Prompt 1: In the KASAN patch text, what does KASAN check when "kasan.write_only=on" is set?
Prompt 2: Extend the KASAN patch text past its last line.

Provided text:
______________________________
So it might be used not only debugging enviroment but also normal
enviroment to check memory safty.
This features can be controlled with "kasan.write_only" arguments.
When "kasan.write_only=on", KASAN checks write operation only otherwise
KASAN checks all operations.
This changes the MTE_STORE_ONLY feature as BOOT_CPU_FEATURE like
ARM64_MTE_ASYMM so that makes it initialise in kasan_init_hw_tags()
with other function together.
Signed-off-by: Yeoreum Yun <yeore...@arm.com>
Reviewed-by: Catalin Marinas <catalin...@arm.com>
---
Documentation/dev-tools/kasan.rst | 3 ++
arch/arm64/include/asm/memory.h | 1 +
arch/arm64/include/asm/mte-kasan.h | 6 ++++
arch/arm64/kernel/cpufeature.c | 2 +-
arch/arm64/kernel/mte.c | 18 ++++++++++++
mm/kasan/hw_tags.c | 45 ++++++++++++++++++++++++++++--
mm/kasan/kasan.h | 7 +++++
7 files changed, 79 insertions(+), 3 deletions(-)
diff --git a/Documentation/dev-tools/kasan.rst b/Documentation/dev-tools/kasan.rst
index 0a1418ab72fd..a034700da7c4 100644
--- a/Documentation/dev-tools/kasan.rst
+++ b/Documentation/dev-tools/kasan.rst
@@ -143,6 +143,9 @@ disabling KASAN altogether or controlling its features:
Asymmetric mode: a bad access is detected synchronously on reads and
asynchronously on writes.
+- ``kasan.write_only=off`` or ``kasan.write_only=on`` controls whether KASAN
+ checks the write (store) accesses only or all accesses (default: ``off``).
______________________________
Supplied information:
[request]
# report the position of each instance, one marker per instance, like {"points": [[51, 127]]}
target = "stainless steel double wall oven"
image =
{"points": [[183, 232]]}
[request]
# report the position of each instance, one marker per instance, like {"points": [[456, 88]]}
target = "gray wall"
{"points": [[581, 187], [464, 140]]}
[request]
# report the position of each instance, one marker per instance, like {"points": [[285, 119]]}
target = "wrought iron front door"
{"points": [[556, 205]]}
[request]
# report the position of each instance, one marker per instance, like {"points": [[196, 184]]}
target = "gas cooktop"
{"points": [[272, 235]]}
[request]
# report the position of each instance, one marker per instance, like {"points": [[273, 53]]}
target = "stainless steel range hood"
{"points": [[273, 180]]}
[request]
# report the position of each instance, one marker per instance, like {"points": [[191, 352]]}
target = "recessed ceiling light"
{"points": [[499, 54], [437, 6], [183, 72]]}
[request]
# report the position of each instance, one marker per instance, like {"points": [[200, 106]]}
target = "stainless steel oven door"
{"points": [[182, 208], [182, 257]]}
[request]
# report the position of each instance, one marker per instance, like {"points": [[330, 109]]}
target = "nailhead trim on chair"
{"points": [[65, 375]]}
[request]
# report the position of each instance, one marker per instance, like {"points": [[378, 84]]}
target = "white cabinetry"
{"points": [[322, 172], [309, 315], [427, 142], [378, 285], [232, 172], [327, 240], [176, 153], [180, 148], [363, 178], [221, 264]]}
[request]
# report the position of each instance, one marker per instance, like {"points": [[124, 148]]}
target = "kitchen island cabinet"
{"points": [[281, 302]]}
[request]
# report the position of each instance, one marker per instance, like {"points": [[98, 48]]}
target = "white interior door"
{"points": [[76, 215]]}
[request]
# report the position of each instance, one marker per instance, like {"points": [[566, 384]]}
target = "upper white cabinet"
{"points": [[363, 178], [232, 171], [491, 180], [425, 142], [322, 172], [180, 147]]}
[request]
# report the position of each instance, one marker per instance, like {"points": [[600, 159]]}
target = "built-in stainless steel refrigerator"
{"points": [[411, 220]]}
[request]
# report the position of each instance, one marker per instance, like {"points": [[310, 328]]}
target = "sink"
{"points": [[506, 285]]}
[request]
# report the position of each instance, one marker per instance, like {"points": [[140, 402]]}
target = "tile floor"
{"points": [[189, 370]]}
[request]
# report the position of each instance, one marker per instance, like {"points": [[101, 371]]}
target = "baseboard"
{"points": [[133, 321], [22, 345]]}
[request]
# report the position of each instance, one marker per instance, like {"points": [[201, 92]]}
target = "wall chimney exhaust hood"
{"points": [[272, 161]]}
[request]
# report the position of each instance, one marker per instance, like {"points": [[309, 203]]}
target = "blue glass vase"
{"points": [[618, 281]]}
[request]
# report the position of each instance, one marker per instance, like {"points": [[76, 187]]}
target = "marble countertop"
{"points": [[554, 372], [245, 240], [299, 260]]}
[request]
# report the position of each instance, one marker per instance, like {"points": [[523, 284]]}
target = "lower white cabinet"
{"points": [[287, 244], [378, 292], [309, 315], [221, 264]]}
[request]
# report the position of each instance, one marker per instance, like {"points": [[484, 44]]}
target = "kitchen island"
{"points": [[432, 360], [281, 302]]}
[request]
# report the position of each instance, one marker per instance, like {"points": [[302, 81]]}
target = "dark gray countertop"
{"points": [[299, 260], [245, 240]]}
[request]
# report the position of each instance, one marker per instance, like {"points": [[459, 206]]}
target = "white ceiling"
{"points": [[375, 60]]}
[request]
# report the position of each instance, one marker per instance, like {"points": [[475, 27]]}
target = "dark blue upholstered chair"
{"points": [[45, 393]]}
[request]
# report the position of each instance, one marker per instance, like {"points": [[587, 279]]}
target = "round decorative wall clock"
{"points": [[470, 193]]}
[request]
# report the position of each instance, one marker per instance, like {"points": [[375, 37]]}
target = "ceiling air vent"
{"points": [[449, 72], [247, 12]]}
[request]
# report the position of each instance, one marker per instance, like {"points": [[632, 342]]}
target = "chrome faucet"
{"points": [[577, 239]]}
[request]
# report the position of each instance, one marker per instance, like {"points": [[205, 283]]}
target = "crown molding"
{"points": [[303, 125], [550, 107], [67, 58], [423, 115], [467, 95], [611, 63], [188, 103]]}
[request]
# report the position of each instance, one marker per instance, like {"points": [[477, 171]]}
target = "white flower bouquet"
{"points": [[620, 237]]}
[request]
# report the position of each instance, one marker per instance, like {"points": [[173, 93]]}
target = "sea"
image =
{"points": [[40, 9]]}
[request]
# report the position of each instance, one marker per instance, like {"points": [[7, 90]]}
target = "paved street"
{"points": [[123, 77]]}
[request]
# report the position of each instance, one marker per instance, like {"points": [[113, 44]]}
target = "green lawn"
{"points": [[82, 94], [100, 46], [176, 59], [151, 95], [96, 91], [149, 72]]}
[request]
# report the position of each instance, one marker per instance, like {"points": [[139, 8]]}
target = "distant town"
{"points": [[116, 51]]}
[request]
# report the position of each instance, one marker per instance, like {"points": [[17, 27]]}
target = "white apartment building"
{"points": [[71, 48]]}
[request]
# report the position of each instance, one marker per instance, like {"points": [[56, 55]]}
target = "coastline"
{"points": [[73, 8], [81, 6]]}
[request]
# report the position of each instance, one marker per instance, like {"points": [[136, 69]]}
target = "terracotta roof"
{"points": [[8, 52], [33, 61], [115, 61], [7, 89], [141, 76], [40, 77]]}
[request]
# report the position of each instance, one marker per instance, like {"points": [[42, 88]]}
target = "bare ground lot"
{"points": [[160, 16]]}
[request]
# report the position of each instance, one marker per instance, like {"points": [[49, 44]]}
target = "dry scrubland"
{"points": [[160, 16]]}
______________________________
Expected answer 1: Write operations only.

Expected answer 2:
+
- ``kasan.vmalloc=off`` or ``=on`` disables or enables tagging of vmalloc
allocations (default: ``on``).
diff --git a/arch/arm64/include/asm/memory.h b/arch/arm64/include/asm/memory.h
index 5213248e081b..f1505c4acb38 100644
--- a/arch/arm64/include/asm/memory.h
+++ b/arch/arm64/include/asm/memory.h
@@ -308,6 +308,7 @@ static inline const void *__tag_set(const void *addr, u8 tag)
#define arch_enable_tag_checks_sync() mte_enable_kernel_sync()
#define arch_enable_tag_checks_async() mte_enable_kernel_async()
#define arch_enable_tag_checks_asymm() mte_enable_kernel_asymm()
+#define arch_enable_tag_checks_write_only() mte_enable_kernel_store_only()
#define arch_suppress_tag_checks_start() mte_enable_tco()
#define arch_suppress_tag_checks_stop() mte_disable_tco()
#define arch_force_async_tag_fault() mte_check_tfsr_exit()
diff --git a/arch/arm64/include/asm/mte-kasan.h b/arch/arm64/include/asm/mte-kasan.h
index 2e98028c1965..0f9b08e8fb8d 100644
--- a/arch/arm64/include/asm/mte-kasan.h
+++ b/arch/arm64/include/asm/mte-kasan.h
@@ -200,6 +200,7 @@ static inline void mte_set_mem_tag_range(void *addr, size_t size, u8 tag,
void mte_enable_kernel_sync(void);
void mte_enable_kernel_async(void);
void mte_enable_kernel_asymm(void);
+int mte_enable_kernel_store_only(void);
#else /* CONFIG_ARM64_MTE */
@@ -251,6 +252,11 @@ static inline void mte_enable_kernel_asymm(void)
{
}
+static inline int mte_enable_kernel_store_only(void)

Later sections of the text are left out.